Selected excerpt -
□ □ □ □

Thursday, June 27, 2013
Equal is Equal.
I have this cheesy (read fantastic) idea, Kyle and I should do blog battles, some way some how blog the convos that we have back and forth. I may be partial, but I think our dinner discussions and chats that we somehow manage to have over the roar of six kids are pretty damn interesting. Kyle brings the brilliance and I bring the emotion. Last night's discussion that continued when he got a chance to call me at lunch morphed into him writing this blog post, without further ado...
(PS. I said every good blog post needs a pic, he firmly requested a baby squirrel.)
A guest blog from Kyle:
I do not often post my thoughts publicly; preferring, instead, to share them in more personal conversations with those close to me. The recent rulings by the Supreme Court and the ensuing uproar have spurred me to depart from that behavior.
Up until maybe two years ago, I identified as Republican. Then I realized that the Republican Party as an organization no longer believed or practiced the ideals that I believe in: limited government, fiscal responsibility, personal accountability, adherence to the Constitution, and freedom of the people to name a few. Instead, Republican politicians proclaim these values to get elected and then abandon them once they are in office (massive expansion of govt, massive debt, out of control departments and programs, bills that are voted on without anyone even READING). To be fair, I think the same situation exists for the Democrats as well – espousing principles of helping the poor and needy, equality for all, fairness, etc… - then legislating nothing but more govt and power for themselves. I still tend to vote Republican but identify as Conservative or Libertarian.
So it has been with mounting disgust and embarrassment that I have read the comments on various news sites from ‘Republicans’ / ‘Conservatives’ regarding the gay marriage decisions. These comments run from ‘homosexuality is a sin’ to ‘gays will burn in hell’ to ‘why do they have to do that in public’ to ‘they just want to shove this down our throats’. The amount of hatred and vitriol is barely kept in check by many of these people and I have yet to see any of them approach the issue with a rational defense of their position based on the law, the Constitution, or anything other than their personal beliefs. I am embarrassed that these comments are coming from the same people who would identify as the same political philosophy I do.
Putting the vitriolic nature of these comments aside and looking at them based on their (lack of) merits:
The arguments based on the Bible (ie: it is a sin / abomination):
- First of all, religion should not dictate laws. ‘Congress shall make no law respecting an establishment of religion, or prohibiting the free exercise thereof…’ To my knowledge, this is the only mention of religion within the Constitution or its Amendments. Nowhere does it state that laws should be established based on the beliefs of a particular religion. Frankly, that would be really bad because…
- Which religion should we base our laws on? Catholic, Protestant, Baptist, Mormon, Lutheran, Presbyterian… What about Muslim, Hindu, Buddhist... This is exactly what the section of the Constitution above is designed to prevent – any religion, no matter how prevalent in the current society, from becoming the law of the land.

□ □ □ □

Recorded data -
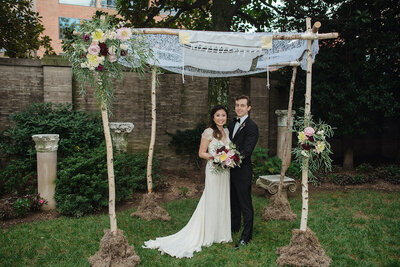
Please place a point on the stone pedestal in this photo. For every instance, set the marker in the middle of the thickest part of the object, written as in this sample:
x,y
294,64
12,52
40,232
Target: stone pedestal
x,y
119,131
282,120
271,184
46,148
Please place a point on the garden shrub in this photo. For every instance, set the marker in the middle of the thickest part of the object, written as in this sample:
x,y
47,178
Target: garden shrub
x,y
188,141
266,165
389,173
82,182
78,130
78,133
19,177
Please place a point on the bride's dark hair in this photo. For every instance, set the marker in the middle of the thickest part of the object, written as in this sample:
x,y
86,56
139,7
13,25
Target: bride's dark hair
x,y
216,132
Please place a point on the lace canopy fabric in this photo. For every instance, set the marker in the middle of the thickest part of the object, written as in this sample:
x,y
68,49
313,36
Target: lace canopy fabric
x,y
224,54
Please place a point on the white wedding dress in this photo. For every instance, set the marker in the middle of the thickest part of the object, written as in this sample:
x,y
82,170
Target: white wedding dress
x,y
211,221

□ □ □ □

What to produce - Translate this sentence from the "Equal is Equal" blog post into Spanish: "Kyle brings the brilliance and I bring the emotion."

The result - Kyle aporta la brillantez y yo aporto la emoción.